» 주어진 지시
목록에서 "of the pink"이 들어 있는 줄부터 "Target: pink table"가 들어 있는 줄까지, 양 끝 줄을 포함해 한 글자도 바꾸지 말고 다시 적어 주세요.

» 제공 자료
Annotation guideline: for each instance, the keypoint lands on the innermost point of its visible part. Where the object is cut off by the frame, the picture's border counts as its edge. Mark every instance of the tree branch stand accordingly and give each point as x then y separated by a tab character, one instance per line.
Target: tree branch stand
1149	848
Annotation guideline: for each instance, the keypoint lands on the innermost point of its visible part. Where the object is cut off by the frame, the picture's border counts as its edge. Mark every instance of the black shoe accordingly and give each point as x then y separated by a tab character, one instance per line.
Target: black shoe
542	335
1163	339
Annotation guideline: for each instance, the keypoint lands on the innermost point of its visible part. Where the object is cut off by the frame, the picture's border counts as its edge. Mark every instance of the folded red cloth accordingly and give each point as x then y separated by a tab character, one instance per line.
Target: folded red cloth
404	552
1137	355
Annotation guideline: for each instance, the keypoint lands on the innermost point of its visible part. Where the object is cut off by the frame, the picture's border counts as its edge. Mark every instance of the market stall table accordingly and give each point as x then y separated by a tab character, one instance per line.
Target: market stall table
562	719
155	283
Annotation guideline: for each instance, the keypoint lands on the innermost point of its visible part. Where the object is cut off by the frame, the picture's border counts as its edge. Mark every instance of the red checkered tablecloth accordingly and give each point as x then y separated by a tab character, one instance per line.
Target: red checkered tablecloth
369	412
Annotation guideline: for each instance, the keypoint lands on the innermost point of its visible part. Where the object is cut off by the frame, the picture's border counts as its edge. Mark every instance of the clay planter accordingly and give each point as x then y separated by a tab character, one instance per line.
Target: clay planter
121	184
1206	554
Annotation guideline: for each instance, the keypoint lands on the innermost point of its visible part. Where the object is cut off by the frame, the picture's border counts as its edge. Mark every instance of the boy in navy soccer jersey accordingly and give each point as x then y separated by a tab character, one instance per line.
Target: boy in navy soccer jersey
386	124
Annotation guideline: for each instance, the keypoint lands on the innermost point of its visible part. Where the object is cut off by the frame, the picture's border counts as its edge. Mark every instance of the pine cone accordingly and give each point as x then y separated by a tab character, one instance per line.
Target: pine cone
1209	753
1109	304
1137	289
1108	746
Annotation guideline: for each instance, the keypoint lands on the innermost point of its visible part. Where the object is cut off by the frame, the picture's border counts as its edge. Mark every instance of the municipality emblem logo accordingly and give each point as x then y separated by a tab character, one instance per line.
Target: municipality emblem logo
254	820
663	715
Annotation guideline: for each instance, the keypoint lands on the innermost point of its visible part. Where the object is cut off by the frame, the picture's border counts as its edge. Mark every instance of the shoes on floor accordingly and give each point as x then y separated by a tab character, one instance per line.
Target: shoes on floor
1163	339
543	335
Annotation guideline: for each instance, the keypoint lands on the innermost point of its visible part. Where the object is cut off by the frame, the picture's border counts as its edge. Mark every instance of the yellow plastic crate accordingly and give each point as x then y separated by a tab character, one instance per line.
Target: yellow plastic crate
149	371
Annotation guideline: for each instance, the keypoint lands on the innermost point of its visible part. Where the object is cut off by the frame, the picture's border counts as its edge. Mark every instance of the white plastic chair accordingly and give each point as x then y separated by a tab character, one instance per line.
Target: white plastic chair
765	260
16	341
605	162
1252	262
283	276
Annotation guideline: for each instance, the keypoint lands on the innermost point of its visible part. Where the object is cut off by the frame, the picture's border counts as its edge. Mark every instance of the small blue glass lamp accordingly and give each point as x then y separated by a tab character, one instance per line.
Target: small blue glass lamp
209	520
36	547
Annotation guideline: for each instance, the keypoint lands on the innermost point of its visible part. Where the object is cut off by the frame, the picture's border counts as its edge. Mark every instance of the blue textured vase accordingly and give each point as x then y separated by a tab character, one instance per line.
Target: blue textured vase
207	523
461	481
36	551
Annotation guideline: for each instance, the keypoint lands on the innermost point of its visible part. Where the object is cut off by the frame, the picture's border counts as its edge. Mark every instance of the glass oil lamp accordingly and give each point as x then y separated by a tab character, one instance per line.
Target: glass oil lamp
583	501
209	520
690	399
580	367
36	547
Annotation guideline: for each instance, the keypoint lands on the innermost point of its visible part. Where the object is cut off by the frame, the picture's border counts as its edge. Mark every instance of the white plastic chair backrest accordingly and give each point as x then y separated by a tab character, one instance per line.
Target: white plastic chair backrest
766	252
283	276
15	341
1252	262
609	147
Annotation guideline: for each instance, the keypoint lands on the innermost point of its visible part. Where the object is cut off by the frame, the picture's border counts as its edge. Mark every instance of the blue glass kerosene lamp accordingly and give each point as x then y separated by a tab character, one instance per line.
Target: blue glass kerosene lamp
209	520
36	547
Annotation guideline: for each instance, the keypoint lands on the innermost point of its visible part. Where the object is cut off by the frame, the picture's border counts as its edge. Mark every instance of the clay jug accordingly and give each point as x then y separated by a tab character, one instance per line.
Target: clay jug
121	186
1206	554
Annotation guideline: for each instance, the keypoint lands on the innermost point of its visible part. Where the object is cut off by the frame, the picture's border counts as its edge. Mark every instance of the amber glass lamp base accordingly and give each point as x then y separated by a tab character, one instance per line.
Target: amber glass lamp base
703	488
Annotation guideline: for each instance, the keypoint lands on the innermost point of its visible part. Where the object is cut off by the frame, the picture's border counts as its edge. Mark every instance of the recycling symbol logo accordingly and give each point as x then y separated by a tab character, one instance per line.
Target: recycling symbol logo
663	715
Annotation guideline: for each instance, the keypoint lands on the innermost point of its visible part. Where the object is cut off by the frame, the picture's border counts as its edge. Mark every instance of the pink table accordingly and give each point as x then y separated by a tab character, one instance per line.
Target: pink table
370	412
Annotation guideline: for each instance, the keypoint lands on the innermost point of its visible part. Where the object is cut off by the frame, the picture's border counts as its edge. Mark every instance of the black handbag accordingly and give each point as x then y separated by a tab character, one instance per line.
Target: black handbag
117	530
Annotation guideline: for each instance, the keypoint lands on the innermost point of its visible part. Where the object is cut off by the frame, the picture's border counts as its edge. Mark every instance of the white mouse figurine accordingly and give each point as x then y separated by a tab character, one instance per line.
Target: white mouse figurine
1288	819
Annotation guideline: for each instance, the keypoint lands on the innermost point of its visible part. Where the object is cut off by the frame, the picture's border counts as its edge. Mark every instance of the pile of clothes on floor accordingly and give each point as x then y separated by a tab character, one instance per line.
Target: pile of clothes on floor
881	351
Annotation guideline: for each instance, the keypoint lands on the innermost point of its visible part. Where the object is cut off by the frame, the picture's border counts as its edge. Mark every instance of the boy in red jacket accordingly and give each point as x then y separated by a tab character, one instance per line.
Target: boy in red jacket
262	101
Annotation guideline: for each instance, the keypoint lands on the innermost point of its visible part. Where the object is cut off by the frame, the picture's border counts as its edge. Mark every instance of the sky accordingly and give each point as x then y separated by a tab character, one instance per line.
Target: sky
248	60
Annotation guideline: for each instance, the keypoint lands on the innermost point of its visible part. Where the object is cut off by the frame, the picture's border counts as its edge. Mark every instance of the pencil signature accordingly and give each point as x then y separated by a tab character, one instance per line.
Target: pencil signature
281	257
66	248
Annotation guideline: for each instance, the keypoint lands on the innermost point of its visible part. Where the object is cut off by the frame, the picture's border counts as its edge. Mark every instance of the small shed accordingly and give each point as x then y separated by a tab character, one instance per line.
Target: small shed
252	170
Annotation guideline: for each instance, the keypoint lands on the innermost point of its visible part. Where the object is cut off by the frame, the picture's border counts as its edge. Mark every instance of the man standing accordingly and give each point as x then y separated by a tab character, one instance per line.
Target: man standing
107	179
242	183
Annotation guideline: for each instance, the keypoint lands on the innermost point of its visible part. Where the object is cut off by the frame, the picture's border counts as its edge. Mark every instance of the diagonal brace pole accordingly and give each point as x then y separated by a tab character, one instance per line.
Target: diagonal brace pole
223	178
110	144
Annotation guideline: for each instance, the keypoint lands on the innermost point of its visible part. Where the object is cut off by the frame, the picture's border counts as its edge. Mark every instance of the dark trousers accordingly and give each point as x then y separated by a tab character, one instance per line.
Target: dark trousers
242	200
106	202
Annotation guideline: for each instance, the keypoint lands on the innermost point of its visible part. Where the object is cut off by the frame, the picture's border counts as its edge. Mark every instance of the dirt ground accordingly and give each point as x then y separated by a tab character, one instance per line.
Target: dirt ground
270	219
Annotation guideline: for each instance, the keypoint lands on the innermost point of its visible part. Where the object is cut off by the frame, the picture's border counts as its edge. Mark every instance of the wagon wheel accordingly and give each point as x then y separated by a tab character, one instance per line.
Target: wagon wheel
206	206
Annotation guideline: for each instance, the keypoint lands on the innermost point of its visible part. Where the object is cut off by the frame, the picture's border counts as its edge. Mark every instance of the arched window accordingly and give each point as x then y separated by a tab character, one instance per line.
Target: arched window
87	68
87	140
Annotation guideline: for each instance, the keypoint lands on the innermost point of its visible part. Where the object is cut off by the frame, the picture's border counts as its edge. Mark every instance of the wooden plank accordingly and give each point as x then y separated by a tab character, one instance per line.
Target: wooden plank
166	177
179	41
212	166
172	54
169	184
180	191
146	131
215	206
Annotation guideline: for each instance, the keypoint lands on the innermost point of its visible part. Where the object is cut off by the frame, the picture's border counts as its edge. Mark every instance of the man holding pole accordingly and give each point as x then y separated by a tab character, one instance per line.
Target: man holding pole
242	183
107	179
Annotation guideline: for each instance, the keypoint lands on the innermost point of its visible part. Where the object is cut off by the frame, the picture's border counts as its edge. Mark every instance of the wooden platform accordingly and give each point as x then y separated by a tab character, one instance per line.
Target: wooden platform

» 과제 답변
Annotation guideline: for each instance, the keypoint lands on the innermost point of its visible part. Where the object is cut off by the frame, the picture's border counts as its edge. Mark every instance of the pink table accordingly and give each point as x then y separated by a tab character, one instance per line.
Target: pink table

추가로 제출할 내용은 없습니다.